### MATERIAL PROVIDED
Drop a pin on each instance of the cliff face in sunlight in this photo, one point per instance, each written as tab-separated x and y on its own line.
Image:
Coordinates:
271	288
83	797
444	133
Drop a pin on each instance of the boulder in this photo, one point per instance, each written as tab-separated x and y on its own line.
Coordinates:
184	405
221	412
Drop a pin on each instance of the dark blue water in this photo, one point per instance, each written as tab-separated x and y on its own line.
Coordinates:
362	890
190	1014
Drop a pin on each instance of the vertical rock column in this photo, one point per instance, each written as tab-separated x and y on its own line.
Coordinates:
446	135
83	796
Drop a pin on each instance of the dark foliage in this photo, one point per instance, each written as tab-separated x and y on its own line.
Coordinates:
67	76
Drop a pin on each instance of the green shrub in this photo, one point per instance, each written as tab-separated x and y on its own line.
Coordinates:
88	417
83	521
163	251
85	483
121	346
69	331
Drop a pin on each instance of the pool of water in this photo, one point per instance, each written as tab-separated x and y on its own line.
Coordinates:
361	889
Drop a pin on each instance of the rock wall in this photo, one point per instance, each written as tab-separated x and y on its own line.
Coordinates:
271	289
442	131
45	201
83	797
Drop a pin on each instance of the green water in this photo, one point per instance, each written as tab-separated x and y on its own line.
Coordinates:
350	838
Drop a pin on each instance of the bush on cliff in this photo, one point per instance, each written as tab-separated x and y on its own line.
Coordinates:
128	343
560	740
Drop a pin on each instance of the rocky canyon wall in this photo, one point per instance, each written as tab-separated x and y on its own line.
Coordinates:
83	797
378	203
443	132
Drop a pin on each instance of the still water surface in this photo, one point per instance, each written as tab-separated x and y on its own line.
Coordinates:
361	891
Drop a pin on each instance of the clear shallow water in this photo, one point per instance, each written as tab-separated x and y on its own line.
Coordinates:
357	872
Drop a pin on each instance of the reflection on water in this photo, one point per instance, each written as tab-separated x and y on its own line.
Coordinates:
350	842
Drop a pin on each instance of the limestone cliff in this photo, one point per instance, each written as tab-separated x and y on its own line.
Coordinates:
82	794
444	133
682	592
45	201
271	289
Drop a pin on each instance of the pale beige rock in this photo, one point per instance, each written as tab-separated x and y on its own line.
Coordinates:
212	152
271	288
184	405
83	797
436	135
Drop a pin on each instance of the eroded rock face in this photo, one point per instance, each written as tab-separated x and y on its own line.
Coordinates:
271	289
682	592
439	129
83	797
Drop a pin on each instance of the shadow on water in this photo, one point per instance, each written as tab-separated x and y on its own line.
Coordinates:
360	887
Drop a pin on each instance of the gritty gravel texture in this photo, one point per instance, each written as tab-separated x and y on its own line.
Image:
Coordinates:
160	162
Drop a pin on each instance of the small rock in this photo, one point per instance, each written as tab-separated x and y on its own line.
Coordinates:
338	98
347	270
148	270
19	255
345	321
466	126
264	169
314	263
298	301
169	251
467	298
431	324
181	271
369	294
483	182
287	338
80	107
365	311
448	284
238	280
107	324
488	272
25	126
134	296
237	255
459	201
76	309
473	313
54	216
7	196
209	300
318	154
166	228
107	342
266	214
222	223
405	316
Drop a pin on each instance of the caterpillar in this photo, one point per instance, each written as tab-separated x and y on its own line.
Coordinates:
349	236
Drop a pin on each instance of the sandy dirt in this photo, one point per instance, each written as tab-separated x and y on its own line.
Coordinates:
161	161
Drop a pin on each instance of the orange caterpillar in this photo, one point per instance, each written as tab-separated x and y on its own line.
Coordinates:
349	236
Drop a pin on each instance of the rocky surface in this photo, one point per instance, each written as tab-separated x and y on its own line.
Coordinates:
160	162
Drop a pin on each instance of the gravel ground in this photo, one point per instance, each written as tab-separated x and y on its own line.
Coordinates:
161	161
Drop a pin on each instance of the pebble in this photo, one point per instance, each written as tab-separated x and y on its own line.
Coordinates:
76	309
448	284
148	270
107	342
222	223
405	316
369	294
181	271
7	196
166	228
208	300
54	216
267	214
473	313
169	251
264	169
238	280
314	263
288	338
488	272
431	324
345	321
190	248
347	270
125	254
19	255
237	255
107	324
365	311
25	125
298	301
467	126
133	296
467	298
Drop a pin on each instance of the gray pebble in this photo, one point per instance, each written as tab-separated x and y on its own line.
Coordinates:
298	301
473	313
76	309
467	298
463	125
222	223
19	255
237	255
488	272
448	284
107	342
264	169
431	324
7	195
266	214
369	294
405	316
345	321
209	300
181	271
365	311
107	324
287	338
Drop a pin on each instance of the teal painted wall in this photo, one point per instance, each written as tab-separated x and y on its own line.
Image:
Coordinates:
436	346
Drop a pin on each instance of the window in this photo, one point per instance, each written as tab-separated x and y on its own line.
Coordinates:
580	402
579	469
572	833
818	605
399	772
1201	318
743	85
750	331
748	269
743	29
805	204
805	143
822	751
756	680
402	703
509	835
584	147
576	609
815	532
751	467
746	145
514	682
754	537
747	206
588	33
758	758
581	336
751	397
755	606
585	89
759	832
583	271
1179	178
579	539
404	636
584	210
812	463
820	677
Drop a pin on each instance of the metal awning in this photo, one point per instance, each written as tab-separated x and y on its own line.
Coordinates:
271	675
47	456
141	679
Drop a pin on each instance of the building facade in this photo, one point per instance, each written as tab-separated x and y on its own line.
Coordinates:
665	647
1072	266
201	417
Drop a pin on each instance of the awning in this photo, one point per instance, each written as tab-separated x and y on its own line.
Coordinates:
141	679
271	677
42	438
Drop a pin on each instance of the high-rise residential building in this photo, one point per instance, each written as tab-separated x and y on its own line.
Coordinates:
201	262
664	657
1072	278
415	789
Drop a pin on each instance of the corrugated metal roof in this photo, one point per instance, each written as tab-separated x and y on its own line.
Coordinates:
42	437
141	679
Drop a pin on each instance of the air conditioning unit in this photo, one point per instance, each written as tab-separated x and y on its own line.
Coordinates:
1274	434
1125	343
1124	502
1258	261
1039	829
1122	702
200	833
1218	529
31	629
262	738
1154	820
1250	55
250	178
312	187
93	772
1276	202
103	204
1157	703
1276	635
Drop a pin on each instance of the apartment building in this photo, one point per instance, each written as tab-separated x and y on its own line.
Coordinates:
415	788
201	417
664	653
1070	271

### BRIEF
Write out the data again, exactly and in full.

### FINAL RESULT
Drop a pin on each instance of the cliff face in sunlight in this photo, one point per instance, each written as tab-separated x and y on its own line.
Image:
Coordinates:
271	288
83	797
444	133
Drop a pin on each instance of the boulder in this photo, one point per instance, each written as tab-separated x and y on its own line.
Coordinates:
184	405
221	412
Drop a pin on each instance of the dark blue water in this photo, one point per instance, each written as tab-separated x and y on its own line.
Coordinates:
362	890
190	1014
Drop a pin on each instance of the vertical rock column in this photo, one point per instance, each written as tab-separated x and y on its own line.
Coordinates:
446	135
83	796
Drop a pin on each instance of the dark foliage in this photo, one point per instance, each written as tab-separated x and y on its own line.
Coordinates:
67	76
Drop a pin on each instance of the green shrub in this photo, one point per instance, each written as tab-separated x and y on its own line.
Coordinates:
88	417
83	521
163	251
85	483
121	346
69	331
Drop a pin on each instance of the pool of water in this photo, one point per instance, each written as tab-separated x and y on its own line.
Coordinates:
361	889
Drop a pin on each instance of the rock wall in this photo, one point per instance, each written as tab-separated x and y on its own line.
Coordinates:
271	289
442	131
45	201
83	797
Drop a pin on each instance of the green water in this photo, one point per instance, each written as tab-separated x and y on its own line.
Coordinates:
350	838
Drop a pin on each instance of the bush on cliff in this photo, one point per instance, each written as tab-separated x and y on its own line.
Coordinates:
128	343
560	740
Drop a pin on each instance of the rocky canyon wall in this photo, one point per instance, each written as tab-separated x and y on its own line.
Coordinates:
83	797
378	203
443	132
Drop a pin on each instance of the still water surface in this photo, one point per instance, each written as tab-separated x and y on its own line.
Coordinates:
361	891
Drop a pin on each instance of the clear shallow water in this photo, one point per instance, each written as tab-separated x and y on its own line.
Coordinates:
357	872
Drop a pin on each instance of the reflection on water in this photo, one point per instance, each written as tab-separated x and y on its own line.
Coordinates:
350	842
Drop a pin on each instance of the limestone cliff in this photo, one point per instance, each written as tab-separated x and y on its own line.
Coordinates:
82	794
444	133
682	592
45	201
271	289
Drop a pin on each instance of the pale beige rock in this photo, one point per instance, each written as tab-separated x and y on its own line.
Coordinates:
212	152
271	288
184	405
83	797
436	135
Drop a pin on each instance of the eroded rock face in this photo, one point per instance, each written as tab-separated x and y on its own line.
Coordinates:
271	289
682	592
439	129
83	797
Drop a pin on each instance of the shadow on water in this photo, one point per instance, each written as tab-separated x and y on its own line.
Coordinates:
360	887
Drop a pin on each instance of the gritty gravel texture in this photo, one point per instance, each written as tab-separated x and y on its own line.
Image:
Coordinates:
160	162
Drop a pin on each instance of the small rock in this photo, one point per instance, each written as tab-separated x and y on its own line.
Coordinates:
338	98
347	270
148	270
19	255
345	321
466	126
264	169
314	263
298	301
169	251
467	298
431	324
181	271
369	294
483	182
287	338
80	107
365	311
448	284
238	280
107	324
488	272
25	126
134	296
237	255
459	201
76	309
473	313
54	216
7	196
209	300
318	154
166	228
107	342
266	214
222	223
405	316
Drop a pin on each instance of the caterpillar in this photo, one point per instance, each written as tab-separated x and y on its own line.
Coordinates:
349	236
Drop a pin on each instance of the sandy dirt in this photo, one point per instance, each written as tab-separated x and y on its own line.
Coordinates:
161	161
Drop a pin on each instance of the orange caterpillar in this photo, one point per instance, each written as tab-separated x and y on its own line.
Coordinates:
349	236
Drop a pin on each instance of the rocky surface in this photo, one point per instance, each written as tab-separated x and y on its own line.
Coordinates:
160	162
Drop a pin on each instance of the gravel ground in this photo, one point per instance, each written as tab-separated x and y on its own line.
Coordinates:
161	161
Drop a pin on each instance of the pebble in this photo, one point per instance, each written as tab-separated x and y on its own line.
Coordinates:
76	309
448	284
148	270
107	342
222	223
405	316
369	294
181	271
7	196
166	228
208	300
54	216
267	214
473	313
169	251
264	169
238	280
314	263
288	338
488	272
431	324
345	321
190	248
347	270
125	254
19	255
237	255
107	324
365	311
25	125
298	301
467	126
133	296
467	298
Drop a pin on each instance of the gray pebble in this photo, one point per instance, each written as tab-separated x and y on its own line.
Coordinates:
298	301
473	313
76	309
467	298
463	125
222	223
19	255
237	255
488	272
448	284
107	342
264	169
431	324
7	195
266	214
369	294
405	316
345	321
209	300
181	271
365	311
107	324
287	338
Drop a pin on each instance of the teal painted wall in this photo, one point per instance, each written as tab-separated x and y on its own line.
Image:
Coordinates:
436	346
Drop a pin on each instance of the window in this photo, one point per instance, each written as tab-separated x and y on its own line.
Coordinates:
580	402
579	469
572	833
818	605
399	772
1201	318
743	85
750	331
748	269
743	29
805	204
805	143
822	751
756	680
402	703
509	835
584	147
576	609
815	532
751	467
746	145
514	682
754	537
747	206
588	33
758	758
581	336
751	397
755	606
585	89
759	832
583	271
1179	178
579	539
404	636
584	210
812	463
820	677
Drop a pin on each instance of the metal awning in this photo, one point per instance, each written as tab-separated x and y on its own line.
Coordinates:
271	675
47	456
141	679
Drop a pin on each instance of the building facade in this photo, one point per instance, each written as tab-separated x and y on its own line.
Coordinates:
665	647
1072	266
201	417
Drop a pin on each instance of the awning in this photo, one point per instance, each written as tab-separated x and y on its own line.
Coordinates:
141	679
271	677
42	438
Drop a pin on each instance of the high-rise residential building in this photo, one point per instance, each written as tab-separated x and y on its own line.
Coordinates:
201	262
664	657
1072	278
415	789
Drop a pin on each instance of the corrugated metal roof in this photo, one point per instance, each written as tab-separated x and y on its own line.
Coordinates:
42	437
141	679
Drop a pin on each instance of the air conditioning unit in this photo, one point per instance, each written as tab-separated x and y on its own line.
Coordinates:
1274	434
1125	343
1124	502
1258	261
1039	829
1122	702
200	833
1218	529
31	629
262	738
1154	820
1250	55
250	178
312	187
93	772
1276	202
103	204
1157	703
1276	635
Drop a pin on each instance of the apartment building in this photo, one point per instance, each written as tab-separated x and y on its own line.
Coordinates:
415	788
201	417
664	653
1070	271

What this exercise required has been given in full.